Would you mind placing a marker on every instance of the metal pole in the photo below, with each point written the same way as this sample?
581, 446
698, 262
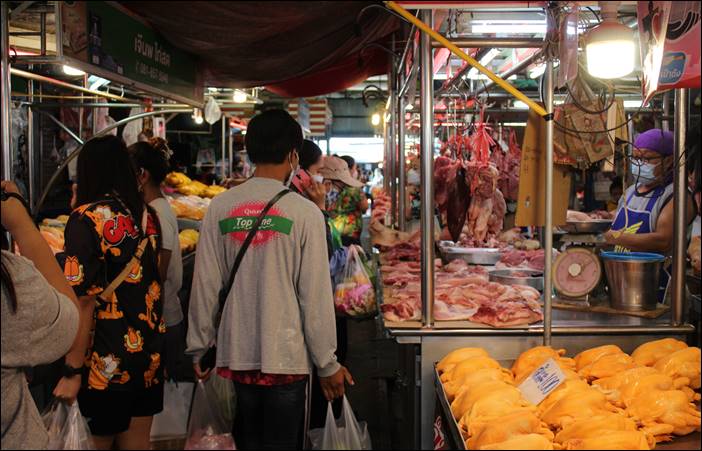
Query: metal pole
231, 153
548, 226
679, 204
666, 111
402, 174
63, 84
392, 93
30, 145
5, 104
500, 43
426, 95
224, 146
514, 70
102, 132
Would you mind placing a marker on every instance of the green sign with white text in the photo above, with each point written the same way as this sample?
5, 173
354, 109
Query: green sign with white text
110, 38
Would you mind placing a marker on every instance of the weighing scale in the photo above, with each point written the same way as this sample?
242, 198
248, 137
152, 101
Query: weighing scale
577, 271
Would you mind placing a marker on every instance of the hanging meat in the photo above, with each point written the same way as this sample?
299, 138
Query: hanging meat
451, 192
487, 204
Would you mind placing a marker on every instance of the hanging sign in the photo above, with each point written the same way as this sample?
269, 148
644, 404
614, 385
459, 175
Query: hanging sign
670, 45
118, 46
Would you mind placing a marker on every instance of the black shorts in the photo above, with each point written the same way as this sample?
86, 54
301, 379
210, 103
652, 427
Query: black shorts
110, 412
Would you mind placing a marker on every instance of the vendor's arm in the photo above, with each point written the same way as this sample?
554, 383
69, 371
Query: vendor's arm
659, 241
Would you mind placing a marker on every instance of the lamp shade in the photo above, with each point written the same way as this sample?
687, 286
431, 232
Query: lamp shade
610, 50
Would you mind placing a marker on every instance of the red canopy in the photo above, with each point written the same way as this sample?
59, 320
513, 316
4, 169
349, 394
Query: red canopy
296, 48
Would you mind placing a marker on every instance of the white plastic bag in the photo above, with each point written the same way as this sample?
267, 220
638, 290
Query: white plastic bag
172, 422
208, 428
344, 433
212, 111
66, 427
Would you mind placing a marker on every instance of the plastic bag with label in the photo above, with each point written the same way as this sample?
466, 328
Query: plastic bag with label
* * * * * * *
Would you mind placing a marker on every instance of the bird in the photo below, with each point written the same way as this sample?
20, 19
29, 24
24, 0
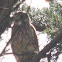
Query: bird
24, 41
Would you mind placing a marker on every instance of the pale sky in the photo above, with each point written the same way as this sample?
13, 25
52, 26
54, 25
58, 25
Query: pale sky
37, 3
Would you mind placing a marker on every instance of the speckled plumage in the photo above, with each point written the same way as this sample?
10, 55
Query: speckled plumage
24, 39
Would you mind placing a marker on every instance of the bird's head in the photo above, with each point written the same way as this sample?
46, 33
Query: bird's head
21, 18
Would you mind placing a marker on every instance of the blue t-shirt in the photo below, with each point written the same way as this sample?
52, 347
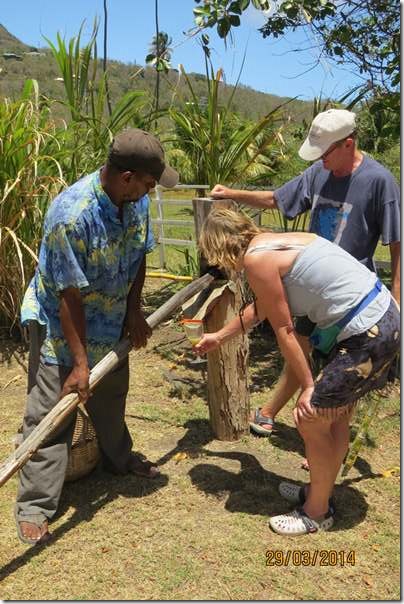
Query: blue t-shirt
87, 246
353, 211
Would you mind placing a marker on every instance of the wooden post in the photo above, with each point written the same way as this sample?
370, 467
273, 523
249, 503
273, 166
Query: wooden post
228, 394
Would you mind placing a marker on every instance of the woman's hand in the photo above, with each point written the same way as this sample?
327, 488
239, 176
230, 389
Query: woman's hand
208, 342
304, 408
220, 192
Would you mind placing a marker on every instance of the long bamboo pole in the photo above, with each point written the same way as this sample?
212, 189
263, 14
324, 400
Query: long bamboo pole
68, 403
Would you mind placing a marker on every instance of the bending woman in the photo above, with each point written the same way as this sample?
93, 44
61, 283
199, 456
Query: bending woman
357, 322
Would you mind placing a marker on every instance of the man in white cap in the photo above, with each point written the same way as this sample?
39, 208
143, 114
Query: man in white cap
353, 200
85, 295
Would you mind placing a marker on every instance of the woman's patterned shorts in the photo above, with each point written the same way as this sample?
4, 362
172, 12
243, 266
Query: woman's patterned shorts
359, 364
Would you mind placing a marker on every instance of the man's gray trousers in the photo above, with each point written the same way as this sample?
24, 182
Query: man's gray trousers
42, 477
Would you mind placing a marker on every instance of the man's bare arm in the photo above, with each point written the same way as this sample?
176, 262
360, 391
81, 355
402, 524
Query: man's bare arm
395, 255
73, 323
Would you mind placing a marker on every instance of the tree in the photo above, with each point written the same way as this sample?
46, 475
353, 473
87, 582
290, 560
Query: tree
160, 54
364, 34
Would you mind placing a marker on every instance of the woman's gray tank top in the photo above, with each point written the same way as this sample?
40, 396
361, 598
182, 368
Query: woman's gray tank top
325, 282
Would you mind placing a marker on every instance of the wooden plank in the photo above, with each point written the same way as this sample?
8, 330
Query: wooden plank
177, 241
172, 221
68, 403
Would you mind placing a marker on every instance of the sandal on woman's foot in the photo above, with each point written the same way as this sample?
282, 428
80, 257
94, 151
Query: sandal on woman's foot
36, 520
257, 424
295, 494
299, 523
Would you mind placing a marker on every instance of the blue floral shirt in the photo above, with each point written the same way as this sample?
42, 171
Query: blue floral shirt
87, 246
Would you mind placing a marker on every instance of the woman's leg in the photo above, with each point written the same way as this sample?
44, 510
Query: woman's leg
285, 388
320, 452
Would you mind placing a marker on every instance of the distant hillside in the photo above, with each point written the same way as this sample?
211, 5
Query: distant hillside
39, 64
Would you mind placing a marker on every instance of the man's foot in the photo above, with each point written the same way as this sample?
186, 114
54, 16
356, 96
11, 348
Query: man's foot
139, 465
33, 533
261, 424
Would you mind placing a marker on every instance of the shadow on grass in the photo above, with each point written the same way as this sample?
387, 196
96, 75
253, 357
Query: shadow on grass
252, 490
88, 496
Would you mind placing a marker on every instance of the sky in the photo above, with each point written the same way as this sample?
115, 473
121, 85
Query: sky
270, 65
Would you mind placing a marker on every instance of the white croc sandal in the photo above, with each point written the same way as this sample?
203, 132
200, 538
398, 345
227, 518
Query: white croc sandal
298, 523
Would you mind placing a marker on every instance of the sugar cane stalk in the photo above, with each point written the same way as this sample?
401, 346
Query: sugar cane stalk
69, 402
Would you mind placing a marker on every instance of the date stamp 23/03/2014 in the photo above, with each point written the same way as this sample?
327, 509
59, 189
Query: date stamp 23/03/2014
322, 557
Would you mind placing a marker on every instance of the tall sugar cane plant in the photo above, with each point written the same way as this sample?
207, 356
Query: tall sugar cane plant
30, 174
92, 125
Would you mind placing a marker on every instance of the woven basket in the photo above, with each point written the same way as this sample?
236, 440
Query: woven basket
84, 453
* * * * * * *
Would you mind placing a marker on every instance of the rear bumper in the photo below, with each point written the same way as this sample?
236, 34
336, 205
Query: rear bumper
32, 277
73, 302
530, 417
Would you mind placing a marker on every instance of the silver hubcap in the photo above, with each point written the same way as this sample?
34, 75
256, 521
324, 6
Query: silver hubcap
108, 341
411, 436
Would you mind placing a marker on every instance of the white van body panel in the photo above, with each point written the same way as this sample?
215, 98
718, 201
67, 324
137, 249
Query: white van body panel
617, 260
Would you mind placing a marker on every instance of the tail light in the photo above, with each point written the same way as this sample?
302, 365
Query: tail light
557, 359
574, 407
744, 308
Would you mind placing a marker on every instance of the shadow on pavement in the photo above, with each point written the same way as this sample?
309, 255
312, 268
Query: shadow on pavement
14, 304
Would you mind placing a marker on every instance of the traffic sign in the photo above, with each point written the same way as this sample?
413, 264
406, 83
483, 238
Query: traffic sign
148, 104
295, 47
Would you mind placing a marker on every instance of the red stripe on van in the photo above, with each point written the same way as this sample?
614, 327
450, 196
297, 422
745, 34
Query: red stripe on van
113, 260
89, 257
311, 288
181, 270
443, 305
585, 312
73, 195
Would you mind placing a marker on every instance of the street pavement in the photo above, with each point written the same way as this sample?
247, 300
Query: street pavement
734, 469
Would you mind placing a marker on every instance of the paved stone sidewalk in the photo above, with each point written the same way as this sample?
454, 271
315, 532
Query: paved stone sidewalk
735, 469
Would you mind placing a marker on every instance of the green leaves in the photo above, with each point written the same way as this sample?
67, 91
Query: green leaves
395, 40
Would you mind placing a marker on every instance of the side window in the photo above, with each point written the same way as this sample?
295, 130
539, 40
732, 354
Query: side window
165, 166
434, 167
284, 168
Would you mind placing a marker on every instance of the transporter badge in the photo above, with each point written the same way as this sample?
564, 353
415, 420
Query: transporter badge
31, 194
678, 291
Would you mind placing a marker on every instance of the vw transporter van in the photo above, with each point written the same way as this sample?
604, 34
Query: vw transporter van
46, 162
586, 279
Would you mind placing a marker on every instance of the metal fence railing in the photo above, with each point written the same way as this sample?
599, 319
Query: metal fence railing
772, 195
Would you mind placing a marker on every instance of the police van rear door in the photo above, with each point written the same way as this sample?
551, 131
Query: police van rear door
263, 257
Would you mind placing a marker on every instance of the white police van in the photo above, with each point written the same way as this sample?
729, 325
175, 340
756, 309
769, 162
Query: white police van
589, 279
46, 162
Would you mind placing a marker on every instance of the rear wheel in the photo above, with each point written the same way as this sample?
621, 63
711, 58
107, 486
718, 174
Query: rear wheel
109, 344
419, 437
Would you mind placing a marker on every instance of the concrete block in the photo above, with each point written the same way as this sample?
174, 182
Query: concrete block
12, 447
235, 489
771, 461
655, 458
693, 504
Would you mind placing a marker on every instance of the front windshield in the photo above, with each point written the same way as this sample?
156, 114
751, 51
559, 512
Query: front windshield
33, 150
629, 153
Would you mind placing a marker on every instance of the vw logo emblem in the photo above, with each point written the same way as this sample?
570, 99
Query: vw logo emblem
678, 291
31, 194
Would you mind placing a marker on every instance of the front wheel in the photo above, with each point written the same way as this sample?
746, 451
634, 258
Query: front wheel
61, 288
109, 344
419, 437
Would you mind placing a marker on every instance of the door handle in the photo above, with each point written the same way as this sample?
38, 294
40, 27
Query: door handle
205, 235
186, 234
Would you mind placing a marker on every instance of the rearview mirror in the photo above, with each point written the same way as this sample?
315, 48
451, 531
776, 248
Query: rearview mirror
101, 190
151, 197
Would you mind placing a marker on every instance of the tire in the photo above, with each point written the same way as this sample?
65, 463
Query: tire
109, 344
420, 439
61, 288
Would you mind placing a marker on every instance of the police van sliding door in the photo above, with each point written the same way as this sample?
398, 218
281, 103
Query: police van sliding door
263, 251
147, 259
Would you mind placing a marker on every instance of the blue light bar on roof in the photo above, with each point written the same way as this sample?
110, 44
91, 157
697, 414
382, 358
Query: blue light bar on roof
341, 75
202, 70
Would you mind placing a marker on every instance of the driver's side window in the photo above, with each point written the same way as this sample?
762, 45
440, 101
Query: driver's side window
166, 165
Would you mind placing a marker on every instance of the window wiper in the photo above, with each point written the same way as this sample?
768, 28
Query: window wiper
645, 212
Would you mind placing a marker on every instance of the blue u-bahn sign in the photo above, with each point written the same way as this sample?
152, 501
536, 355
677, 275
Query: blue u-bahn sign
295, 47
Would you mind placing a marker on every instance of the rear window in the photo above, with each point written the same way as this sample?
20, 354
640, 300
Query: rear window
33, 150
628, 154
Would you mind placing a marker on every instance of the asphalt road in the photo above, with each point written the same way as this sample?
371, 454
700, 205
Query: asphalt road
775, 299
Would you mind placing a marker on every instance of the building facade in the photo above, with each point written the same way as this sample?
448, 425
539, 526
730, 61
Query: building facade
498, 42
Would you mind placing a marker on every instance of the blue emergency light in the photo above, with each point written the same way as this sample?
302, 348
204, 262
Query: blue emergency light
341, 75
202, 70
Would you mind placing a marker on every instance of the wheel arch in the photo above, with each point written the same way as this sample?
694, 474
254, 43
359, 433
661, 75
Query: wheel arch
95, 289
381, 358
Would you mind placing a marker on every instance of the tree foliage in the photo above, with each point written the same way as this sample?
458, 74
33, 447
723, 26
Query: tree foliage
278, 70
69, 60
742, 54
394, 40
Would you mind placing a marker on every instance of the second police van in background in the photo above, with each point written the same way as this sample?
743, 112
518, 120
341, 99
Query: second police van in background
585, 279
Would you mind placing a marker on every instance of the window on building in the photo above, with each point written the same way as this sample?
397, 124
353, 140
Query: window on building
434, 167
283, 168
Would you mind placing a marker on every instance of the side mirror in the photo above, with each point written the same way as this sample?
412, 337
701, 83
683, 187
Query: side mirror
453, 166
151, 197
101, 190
* * * * * * *
How many lines in the rows above contain the string "logo", counting only case-exact matches? Reply with the number alone.

* SOLUTION TO THE EXERCISE
2